== Segment start ==

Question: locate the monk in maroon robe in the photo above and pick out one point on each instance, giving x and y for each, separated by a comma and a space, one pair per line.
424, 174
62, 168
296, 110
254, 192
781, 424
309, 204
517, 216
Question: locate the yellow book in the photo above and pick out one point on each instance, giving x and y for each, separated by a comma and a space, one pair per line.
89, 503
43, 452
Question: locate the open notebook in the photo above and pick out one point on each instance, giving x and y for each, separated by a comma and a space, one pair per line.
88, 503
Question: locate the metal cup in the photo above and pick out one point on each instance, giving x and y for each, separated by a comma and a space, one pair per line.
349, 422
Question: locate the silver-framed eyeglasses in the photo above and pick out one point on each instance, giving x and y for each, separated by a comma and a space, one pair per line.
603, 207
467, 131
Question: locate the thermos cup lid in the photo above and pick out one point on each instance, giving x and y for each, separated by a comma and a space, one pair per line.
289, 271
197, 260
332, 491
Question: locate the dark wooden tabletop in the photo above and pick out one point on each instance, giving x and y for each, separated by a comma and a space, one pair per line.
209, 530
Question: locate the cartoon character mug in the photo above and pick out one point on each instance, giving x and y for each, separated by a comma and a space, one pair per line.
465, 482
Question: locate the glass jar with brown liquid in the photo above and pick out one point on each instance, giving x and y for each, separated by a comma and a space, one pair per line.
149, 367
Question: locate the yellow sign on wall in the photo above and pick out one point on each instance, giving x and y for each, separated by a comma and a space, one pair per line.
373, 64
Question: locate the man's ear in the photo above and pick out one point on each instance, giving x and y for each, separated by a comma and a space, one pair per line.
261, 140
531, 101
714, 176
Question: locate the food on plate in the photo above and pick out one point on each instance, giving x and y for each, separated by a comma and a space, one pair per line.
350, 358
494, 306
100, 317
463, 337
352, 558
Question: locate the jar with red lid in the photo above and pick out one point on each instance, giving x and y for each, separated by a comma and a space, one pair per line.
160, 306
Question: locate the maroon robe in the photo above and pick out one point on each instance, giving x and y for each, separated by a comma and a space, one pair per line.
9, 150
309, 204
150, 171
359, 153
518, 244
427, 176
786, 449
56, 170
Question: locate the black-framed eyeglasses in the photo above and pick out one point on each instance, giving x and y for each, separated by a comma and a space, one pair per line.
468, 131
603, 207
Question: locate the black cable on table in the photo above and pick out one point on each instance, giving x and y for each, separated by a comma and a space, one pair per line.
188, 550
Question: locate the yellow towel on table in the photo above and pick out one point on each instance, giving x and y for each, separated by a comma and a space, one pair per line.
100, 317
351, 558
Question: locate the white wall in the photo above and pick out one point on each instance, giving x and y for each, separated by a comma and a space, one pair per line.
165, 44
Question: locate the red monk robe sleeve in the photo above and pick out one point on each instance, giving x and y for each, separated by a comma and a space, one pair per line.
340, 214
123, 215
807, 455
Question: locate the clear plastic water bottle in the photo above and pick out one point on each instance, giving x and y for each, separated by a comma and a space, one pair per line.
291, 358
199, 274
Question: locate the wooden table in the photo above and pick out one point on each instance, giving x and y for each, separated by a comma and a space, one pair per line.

== Segment end ==

GOAL OF THE EXERCISE>
Would you return the whole listing exactly as written?

RESULT>
Question: locate the monk in maroon robe in the photo above and pick out one point on each instance, giving x and y for each, separated by a comma and a space, one pair per line.
424, 174
62, 168
296, 110
254, 192
781, 424
309, 204
517, 216
Question: locate the yellow book in the photo above and pick out one point on each instance, giving x and y for each, separated by a comma and a space, one pair per line.
89, 503
43, 452
Question: locate the open notebook in the photo above and pick out one point on each instance, giving x and y for each, separated by a comma and a space, one pair per line.
88, 503
Question: locate the metal cup in the photo above and pick out one point on each instance, giving x and y for each, separated by a comma and a space, one pair per line.
349, 422
Question: locate the silver-framed eyeglasses in the photo above and pick out one point on each instance, giving x and y for each, separated by a comma and a space, one pair per line.
603, 207
467, 131
Question: locate the thermos cup lid in the photo above and pick out one point on each instance, giving x and y for each, separated by a comma and a space, one pair per line.
289, 271
197, 260
332, 491
Question: locate the dark wooden tabletop in the photo above and pick out one point on each instance, giving x and y for each, separated by a comma and a space, one pair per line.
209, 530
Question: locate the cartoon character mug in the photo above and pick out one point on each instance, giving x and y for each, separated by a comma and a space, one pair per line.
465, 482
Question: locate the glass jar with brown liquid in the photo above and pick out one point on each instance, giving x and y for each, separated by a comma and a space, one pair per line.
149, 367
Question: locate the yellow sign on wall in the photo above and pick out one point on each instance, giving x and y for each, separated by a comma and a space, one pair per line.
373, 64
Question: locate the man's ear in the photo above and pick out one point on each instance, giving x and y for each, separated by a comma and a space, one pair per line.
261, 140
531, 101
714, 176
Question: locate the food on plate in the photo above and pick out one point on each instance, giving x and y for each, separated by a comma and a space, one pair per line.
350, 358
494, 306
100, 317
463, 337
352, 558
Question: locate the jar with red lid in the photo above and pick out one point on each instance, giving x and y for each, separated by a comma and a space, one pair per line.
160, 306
Question: locate the maroon robe in the photo above and pick out one point on each instance, giving x and y for each, separated by a comma and a space, one pair per line.
9, 150
309, 204
150, 171
359, 153
518, 244
427, 176
786, 449
56, 170
Question: locate the black-framed eyeglasses in the photo above and pick out one point on each instance, giving x and y for each, separated by a comma and a space, one pair per line.
468, 131
603, 207
Question: locate the black cable on table in the photo above and pick out one point on each instance, giving x and y for each, separated by a comma and a space, one pair per line.
188, 550
Question: locate the yellow towel on table in the photo above and pick out one point on each instance, giving x and y for each, separated by a comma and a space, one pair per line.
100, 317
351, 558
Question: locate the white wall in the photo above and pick out one point on each instance, giving x and y for each, separated by a comma and a space, one pair per line.
165, 44
Question: locate the red monk robe sleeve in the photo above and pick out one point on each instance, giving x and y for each, separated by a comma and a space, one pair per line.
340, 214
123, 215
807, 455
Question: locate the clear plastic water bottle in the photo above and pick out one point on each instance, giving x and y for each, separated by a comma and a space, one pair per line.
291, 358
199, 274
Question: locate the wooden table in the photo above and pick out one point on each instance, giving x and y for each, separated by a comma and a space, one pair per line.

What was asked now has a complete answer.